Dataset records>
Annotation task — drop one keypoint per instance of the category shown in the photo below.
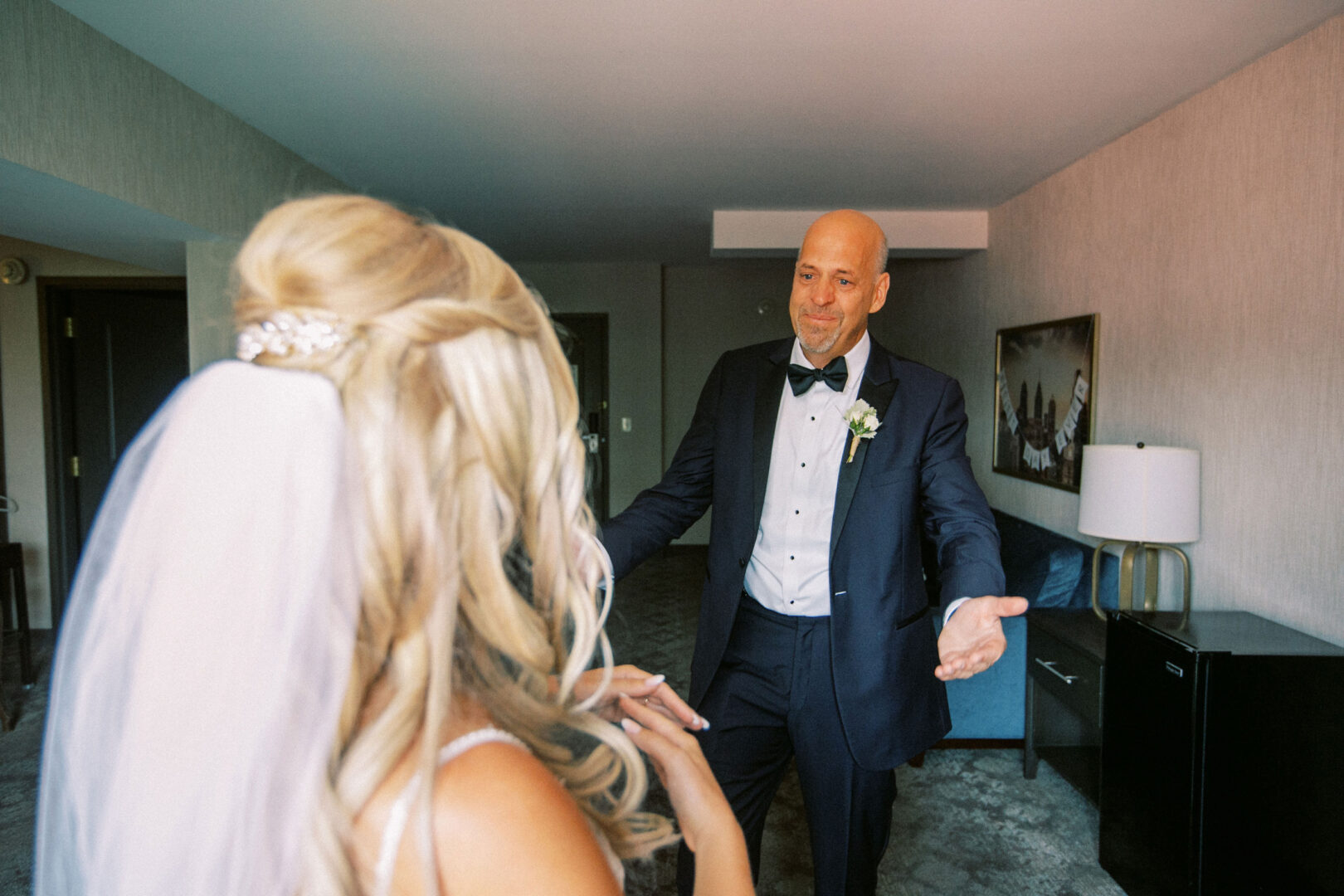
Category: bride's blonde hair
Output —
(477, 559)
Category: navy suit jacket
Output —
(912, 477)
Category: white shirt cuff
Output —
(952, 607)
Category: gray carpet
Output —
(19, 751)
(965, 824)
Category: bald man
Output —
(815, 637)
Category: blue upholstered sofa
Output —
(1050, 571)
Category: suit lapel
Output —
(877, 388)
(769, 388)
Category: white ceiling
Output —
(611, 129)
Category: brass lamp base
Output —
(1127, 575)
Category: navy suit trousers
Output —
(773, 699)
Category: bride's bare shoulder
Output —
(503, 824)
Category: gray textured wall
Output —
(85, 109)
(88, 112)
(1210, 241)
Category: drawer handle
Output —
(1050, 666)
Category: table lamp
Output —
(1146, 497)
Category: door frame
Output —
(58, 411)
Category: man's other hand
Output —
(973, 638)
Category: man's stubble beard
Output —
(823, 343)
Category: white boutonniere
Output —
(863, 422)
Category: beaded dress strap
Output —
(401, 811)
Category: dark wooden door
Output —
(116, 353)
(583, 338)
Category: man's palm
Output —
(973, 638)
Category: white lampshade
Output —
(1137, 494)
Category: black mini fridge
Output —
(1222, 766)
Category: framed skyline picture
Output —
(1045, 377)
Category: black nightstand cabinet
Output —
(1066, 659)
(1222, 758)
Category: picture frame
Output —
(1045, 390)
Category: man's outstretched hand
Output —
(973, 638)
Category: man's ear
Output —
(879, 296)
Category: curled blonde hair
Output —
(479, 562)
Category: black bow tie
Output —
(834, 375)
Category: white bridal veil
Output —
(205, 649)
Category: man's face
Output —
(835, 286)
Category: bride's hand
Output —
(645, 689)
(702, 811)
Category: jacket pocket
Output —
(913, 618)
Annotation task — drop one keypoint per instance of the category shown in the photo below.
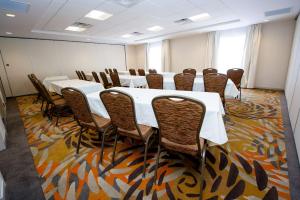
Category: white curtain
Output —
(210, 62)
(251, 54)
(165, 56)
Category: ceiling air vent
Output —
(136, 33)
(82, 25)
(183, 21)
(278, 12)
(127, 3)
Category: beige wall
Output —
(189, 52)
(274, 54)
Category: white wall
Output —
(292, 87)
(49, 58)
(189, 52)
(274, 54)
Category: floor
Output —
(26, 184)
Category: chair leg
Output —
(145, 156)
(79, 140)
(115, 146)
(202, 170)
(102, 143)
(157, 162)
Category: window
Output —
(230, 48)
(154, 56)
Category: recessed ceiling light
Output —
(99, 15)
(199, 17)
(155, 28)
(127, 36)
(10, 15)
(75, 28)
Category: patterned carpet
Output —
(252, 165)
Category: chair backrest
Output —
(184, 81)
(236, 76)
(141, 72)
(209, 70)
(179, 120)
(83, 76)
(215, 82)
(132, 72)
(96, 77)
(79, 105)
(104, 80)
(115, 79)
(152, 71)
(121, 110)
(155, 81)
(190, 71)
(44, 92)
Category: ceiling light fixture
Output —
(75, 28)
(10, 15)
(155, 28)
(126, 36)
(199, 17)
(99, 15)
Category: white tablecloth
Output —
(84, 86)
(213, 128)
(48, 80)
(230, 91)
(131, 81)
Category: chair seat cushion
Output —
(188, 149)
(146, 131)
(101, 121)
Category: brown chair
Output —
(115, 79)
(190, 71)
(141, 72)
(152, 71)
(121, 110)
(179, 121)
(83, 76)
(215, 82)
(105, 82)
(155, 81)
(132, 72)
(54, 107)
(83, 115)
(236, 76)
(96, 77)
(79, 75)
(209, 70)
(184, 81)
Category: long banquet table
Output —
(213, 128)
(84, 86)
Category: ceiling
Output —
(48, 19)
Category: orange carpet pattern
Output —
(252, 165)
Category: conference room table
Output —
(231, 90)
(213, 128)
(48, 80)
(84, 86)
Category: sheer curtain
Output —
(154, 56)
(165, 56)
(251, 54)
(230, 48)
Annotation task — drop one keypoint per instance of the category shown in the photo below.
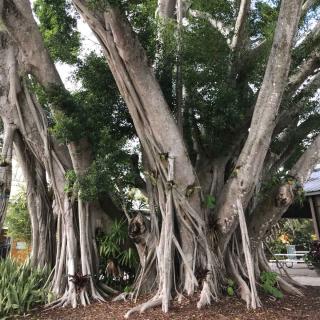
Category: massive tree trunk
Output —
(39, 206)
(242, 182)
(33, 56)
(171, 169)
(6, 167)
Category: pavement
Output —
(302, 274)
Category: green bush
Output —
(116, 247)
(269, 282)
(21, 287)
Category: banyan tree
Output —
(222, 98)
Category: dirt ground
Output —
(305, 307)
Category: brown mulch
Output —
(290, 307)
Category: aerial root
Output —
(123, 296)
(154, 302)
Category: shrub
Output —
(18, 219)
(115, 247)
(21, 287)
(313, 257)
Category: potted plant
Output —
(313, 256)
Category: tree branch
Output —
(307, 5)
(239, 27)
(306, 69)
(166, 8)
(217, 24)
(268, 211)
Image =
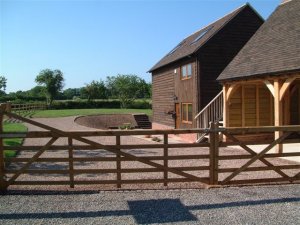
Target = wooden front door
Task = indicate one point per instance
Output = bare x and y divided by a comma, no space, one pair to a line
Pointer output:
177,118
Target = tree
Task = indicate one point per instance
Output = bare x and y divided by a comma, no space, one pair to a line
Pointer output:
3,81
70,93
125,87
95,90
53,82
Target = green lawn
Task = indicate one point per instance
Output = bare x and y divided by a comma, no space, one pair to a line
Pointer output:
85,112
12,127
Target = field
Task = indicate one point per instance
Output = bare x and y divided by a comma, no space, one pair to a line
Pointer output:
85,112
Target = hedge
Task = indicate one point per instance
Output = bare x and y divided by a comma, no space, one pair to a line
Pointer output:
110,104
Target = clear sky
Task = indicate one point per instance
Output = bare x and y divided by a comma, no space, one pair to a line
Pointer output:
89,40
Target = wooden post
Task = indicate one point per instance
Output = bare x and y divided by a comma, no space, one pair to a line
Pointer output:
119,178
8,107
225,110
71,162
213,153
3,186
165,159
277,113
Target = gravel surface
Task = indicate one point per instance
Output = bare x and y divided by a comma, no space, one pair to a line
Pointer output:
68,124
230,206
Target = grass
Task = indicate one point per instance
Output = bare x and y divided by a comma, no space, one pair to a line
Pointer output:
12,127
85,112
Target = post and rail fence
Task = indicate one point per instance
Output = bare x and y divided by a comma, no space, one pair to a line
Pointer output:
120,163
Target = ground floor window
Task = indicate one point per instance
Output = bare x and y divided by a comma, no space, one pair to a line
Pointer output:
186,113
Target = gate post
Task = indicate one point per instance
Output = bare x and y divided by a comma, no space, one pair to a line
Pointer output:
3,186
213,153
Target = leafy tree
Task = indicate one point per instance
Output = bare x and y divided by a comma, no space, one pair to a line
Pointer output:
70,93
95,90
53,82
3,82
125,87
37,91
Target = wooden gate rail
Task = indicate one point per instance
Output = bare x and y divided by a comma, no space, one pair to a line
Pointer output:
217,175
56,133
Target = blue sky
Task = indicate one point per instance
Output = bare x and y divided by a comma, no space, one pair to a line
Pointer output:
89,40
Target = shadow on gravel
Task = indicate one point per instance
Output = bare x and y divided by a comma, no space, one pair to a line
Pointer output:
148,211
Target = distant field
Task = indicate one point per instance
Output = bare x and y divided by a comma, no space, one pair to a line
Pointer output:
85,112
13,127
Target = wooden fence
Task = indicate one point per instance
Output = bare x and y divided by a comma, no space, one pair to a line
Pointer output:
90,159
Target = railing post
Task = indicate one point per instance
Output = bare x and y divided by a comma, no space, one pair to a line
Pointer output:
71,162
213,153
165,159
3,186
119,178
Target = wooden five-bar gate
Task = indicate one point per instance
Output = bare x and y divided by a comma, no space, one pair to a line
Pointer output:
121,162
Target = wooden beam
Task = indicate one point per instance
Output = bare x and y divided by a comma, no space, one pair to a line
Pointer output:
3,185
277,112
255,158
285,86
225,107
232,88
270,87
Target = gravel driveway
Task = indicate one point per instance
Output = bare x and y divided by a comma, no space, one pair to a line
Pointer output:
68,124
245,205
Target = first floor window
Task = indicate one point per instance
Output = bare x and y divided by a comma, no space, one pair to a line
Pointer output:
187,113
186,71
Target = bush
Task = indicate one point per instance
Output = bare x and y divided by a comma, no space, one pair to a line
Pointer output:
84,104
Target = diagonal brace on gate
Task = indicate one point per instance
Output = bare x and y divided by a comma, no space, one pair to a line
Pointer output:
255,158
253,153
112,149
32,160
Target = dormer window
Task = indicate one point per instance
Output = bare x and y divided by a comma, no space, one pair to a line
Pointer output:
186,71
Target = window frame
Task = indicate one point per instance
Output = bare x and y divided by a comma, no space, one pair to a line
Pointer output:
185,68
185,106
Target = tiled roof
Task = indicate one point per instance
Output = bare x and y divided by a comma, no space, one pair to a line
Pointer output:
274,49
191,45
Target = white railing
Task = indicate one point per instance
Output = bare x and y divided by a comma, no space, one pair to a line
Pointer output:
212,112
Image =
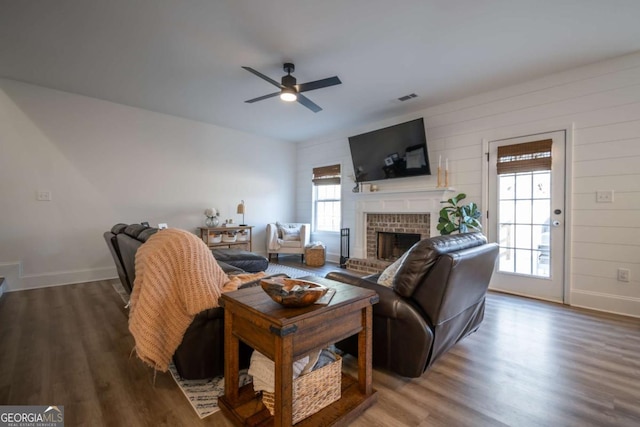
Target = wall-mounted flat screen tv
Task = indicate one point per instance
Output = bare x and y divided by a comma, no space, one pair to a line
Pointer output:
397,151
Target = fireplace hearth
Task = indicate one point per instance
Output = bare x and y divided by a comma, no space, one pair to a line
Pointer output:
415,225
391,246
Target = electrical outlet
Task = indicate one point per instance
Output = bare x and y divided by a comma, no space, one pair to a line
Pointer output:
604,196
624,275
43,196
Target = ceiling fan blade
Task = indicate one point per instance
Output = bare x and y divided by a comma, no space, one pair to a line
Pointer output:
318,84
308,103
263,77
260,98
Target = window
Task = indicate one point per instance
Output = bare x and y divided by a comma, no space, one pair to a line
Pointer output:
326,198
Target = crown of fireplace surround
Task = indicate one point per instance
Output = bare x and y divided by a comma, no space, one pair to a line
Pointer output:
397,212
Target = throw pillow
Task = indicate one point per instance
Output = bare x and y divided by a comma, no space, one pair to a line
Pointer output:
389,274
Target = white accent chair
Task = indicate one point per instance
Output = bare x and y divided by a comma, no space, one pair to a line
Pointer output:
287,238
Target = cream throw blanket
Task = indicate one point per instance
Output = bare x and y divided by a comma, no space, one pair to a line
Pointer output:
176,278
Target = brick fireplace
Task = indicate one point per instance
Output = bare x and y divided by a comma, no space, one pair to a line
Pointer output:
400,211
400,223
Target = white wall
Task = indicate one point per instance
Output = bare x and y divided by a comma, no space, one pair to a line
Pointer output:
602,102
106,163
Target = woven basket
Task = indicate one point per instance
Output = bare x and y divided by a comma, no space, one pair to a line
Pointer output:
314,257
312,391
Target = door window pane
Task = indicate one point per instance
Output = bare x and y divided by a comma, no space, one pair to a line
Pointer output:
523,261
507,235
507,259
507,212
523,185
523,236
507,186
523,211
542,185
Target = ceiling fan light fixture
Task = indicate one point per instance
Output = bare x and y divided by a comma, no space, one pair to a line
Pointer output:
288,94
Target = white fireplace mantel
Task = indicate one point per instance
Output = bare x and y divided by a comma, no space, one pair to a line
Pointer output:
421,201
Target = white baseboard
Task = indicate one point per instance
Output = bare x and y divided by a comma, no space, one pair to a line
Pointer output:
16,281
627,306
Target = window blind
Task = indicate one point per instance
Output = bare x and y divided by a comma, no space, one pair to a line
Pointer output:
526,157
326,175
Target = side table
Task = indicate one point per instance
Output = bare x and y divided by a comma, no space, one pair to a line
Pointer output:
286,334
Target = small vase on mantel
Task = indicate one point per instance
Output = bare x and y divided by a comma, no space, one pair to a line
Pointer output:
212,217
212,221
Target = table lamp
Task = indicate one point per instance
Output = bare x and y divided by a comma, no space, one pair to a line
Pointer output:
240,210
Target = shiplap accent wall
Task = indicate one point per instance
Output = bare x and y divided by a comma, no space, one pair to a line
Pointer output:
602,104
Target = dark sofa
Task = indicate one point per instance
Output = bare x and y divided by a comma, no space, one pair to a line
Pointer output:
201,353
437,298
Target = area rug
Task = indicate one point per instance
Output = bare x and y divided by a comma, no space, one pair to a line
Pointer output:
203,394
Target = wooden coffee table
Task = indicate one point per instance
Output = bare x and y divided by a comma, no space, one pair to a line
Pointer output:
287,334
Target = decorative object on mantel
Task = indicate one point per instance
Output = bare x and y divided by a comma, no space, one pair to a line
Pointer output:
212,217
240,210
460,218
446,172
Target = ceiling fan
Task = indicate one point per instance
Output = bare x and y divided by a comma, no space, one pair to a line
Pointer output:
291,91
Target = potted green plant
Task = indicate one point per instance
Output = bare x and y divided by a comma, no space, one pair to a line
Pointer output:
460,218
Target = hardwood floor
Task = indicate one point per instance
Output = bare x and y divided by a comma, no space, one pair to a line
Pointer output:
531,363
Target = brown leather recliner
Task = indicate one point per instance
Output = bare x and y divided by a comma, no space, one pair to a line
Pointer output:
437,298
201,353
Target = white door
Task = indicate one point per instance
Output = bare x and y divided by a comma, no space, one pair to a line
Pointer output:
526,214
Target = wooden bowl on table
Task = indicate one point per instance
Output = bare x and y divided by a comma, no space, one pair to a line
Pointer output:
293,292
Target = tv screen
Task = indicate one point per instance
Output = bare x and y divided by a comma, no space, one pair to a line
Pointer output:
394,152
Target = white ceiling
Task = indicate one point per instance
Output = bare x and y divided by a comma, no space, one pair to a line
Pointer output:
183,57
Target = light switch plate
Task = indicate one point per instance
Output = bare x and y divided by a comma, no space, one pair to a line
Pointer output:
43,196
605,196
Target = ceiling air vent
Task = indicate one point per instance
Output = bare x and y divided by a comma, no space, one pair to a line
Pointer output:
407,97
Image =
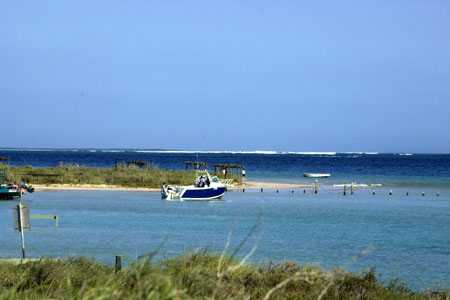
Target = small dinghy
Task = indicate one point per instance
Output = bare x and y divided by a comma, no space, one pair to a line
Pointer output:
317,175
205,188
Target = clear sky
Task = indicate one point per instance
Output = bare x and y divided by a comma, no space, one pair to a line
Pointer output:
232,75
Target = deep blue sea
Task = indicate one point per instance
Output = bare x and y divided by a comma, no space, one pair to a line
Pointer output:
396,169
401,236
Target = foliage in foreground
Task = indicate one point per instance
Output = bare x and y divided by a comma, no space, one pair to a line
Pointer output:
193,276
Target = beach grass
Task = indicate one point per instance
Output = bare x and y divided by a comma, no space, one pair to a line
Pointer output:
119,175
200,275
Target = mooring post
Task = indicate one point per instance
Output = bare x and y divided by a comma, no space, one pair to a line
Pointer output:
118,265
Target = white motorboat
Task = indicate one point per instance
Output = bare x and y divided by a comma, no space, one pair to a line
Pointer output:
205,188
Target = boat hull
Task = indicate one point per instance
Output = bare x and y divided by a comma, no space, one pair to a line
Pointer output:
9,195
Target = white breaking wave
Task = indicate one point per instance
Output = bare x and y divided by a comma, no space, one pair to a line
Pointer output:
362,153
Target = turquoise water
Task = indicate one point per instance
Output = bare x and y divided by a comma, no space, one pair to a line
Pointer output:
406,237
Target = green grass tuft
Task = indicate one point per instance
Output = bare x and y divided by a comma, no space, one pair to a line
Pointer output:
192,276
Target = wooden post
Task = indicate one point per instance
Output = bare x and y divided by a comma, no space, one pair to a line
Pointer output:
118,265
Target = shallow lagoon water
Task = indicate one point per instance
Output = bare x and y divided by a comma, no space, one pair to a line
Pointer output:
405,237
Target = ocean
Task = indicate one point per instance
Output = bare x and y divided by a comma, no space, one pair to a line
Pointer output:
404,236
390,169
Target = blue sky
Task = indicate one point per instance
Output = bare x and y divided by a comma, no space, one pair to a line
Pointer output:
232,75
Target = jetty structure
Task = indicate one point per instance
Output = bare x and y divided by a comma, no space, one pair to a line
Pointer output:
195,165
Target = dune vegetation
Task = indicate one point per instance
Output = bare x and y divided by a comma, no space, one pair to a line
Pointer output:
198,275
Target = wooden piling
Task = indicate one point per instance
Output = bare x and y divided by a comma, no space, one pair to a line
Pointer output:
118,264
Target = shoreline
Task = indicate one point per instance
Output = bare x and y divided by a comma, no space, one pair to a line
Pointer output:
106,187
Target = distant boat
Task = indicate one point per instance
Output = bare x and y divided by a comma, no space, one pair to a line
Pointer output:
317,175
10,192
206,188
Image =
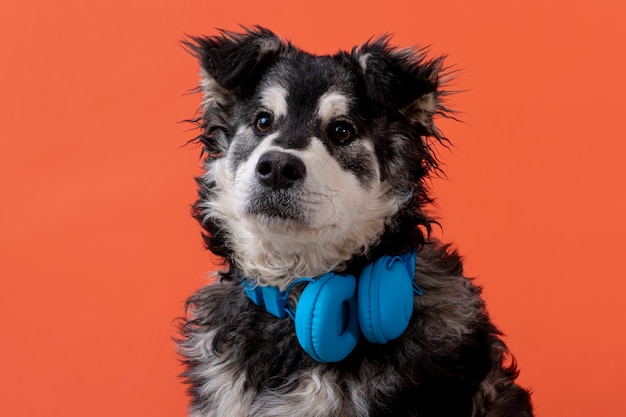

What you need to do>
Go line by line through the entries above and tally those that hold the word "dark"; give the tally alone.

Response area>
2